Text passage:
-*-

# PC doesn't want to shut down



## DuxCro (Sep 6, 2019)

I don't understand why this forum doesn't have sections devoted to hardware and software problems. 
Anyways, my freakin new PC doesn't want to shut down. I built a new PC with MSI X570 Gaming MBO, Ryzen 5 3600, ADATA M.2 512 SSD, RTX 2060 SUper and 1TB hdd. Clean copy of Win 10 pro installed on SSD. There is nothing on HDD. It was working just fine untill Microshit pushed update of Windows to version 1903. Now when i try to turn off my PC, it shows "shutting down", Monitors turn off, and i can hear HDD turning off. then the PC just keeps working, Fans spin, LED's are on. And i must turn it off by holding down the power switch. So is there any way to roll back and prevent this crappy 1903 update. I read that there is a ton of problems with it. Honestly, win 10 is shaping up to be the most broken windows in history.


----------



## sam_86314 (Sep 6, 2019)

I had a similar problem with my 2600X rig. Rather than the monitors shutting off, it would just get stuck on the "Shutting down" screen forever. To fix the issue, I would sign out of Windows before shutting down. I haven't had the problem recently, so maybe there's an update that fixed it?


----------



## rtwjunkie (Sep 6, 2019)

DuxCro said:


> I don't understand why this forum doesn't have sections devoted to hardware and software problems.







https://www.techpowerup.com/forums/forums/general-hardware.14/

https://www.techpowerup.com/forums/forums/general-software.15/


----------



## DuxCro (Sep 6, 2019)

rtwjunkie said:


> https://www.techpowerup.com/forums/forums/general-hardware.14/
> 
> https://www.techpowerup.com/forums/forums/general-software.15/


Nope. Your solution did not fix my problem.


----------



## Toothless (Sep 6, 2019)

DuxCro said:


> Nope. Your solution did not fix my problem.


They were pointing out that we have sections dedicated to hardware and software, and were not giving a solution.

Now to your issue, make sure all your BIOS settings are correct on the off chance something there could be messing with the shutdown.


----------



## DuxCro (Sep 6, 2019)

Never heard of a BIOS setting that wouldn't let you turn off your PC.


----------



## repsol23 (Sep 6, 2019)

-*-

Recorded data:
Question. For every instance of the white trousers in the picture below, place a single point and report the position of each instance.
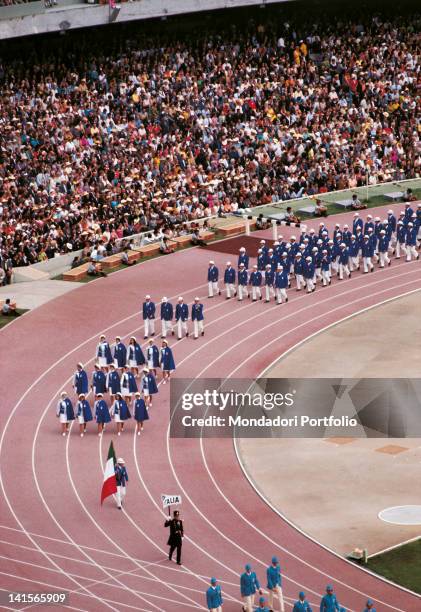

-*-

Given exercise 1: List every hardware component that the forum thread about the PC that won't shut down names as part of DuxCro's new build.
Given exercise 2: Write the next part of the forum thread about the PC that won't shut down, starting with the post from repsol23 under the last header shown.

Output 1:
- MSI X570 Gaming MBO
- Ryzen 5 3600
- ADATA M.2 512 SSD
- RTX 2060 SUper
- 1TB hdd

Output 2:
DuxCro said:


> Never heard of a BIOS setting that wouldn't let you turn off your PC.


Unplug it from the wall then it turns off and fans will stop spinning.  Win Win.


----------



## eidairaman1 (Sep 6, 2019)

W7, nuff said. Pull your motherboard out of the case and verify what standoffs match the holes on your motherboard first and foremost

Btw i responded to your graphics card problem thread but you never responded


----------



## John Naylor (Sep 6, 2019)

DuxCro said:


> Never heard of a BIOS setting that wouldn't let you turn off your PC.



Isn't that why you came here ?  To get advice from folks who had more experience and knowledge... and who are aware of things that ou aren't ?    BIOS settings are among the potential reasons for a PC not shutting down.  Among potential causes are:

1.  BIOS Settings
2.  Non Current BIOS ... early adopters commonly  are faced with potential problems that those who wait for later MoBo steppings don't face.   The X570 being relatively new it's bound to have issues which will be fixed by later steppings and / or BIOS updates.  When I was doing the build on the box I am typing from I was aware of an early stepping issue with the Motherboard whiich had been 'out" about 2 months at the time.  The problem was that extremal storage devices would not "wake up" id the puter went to sleep.  I waited for the C1 stepping and confirmed that the issue was fixed.  Unfortunately the board still had an issue with the BIOS clock freezing if ya pushed OC too far .... only reloading the BIOS solved it.  A fix was promised via a BIOS update but never actually arrived. 
3.  A running application, utility or service may not have 'shut down' and windows doesn't want to close until it does.   You can try shutting down running processes / services  manually before shutting down to see if you can figure out a culprit.
4.  Have you checked your windows logs in event fewer , most often the cause of the problem will be listed there.


----------



## DuxCro (Sep 6, 2019)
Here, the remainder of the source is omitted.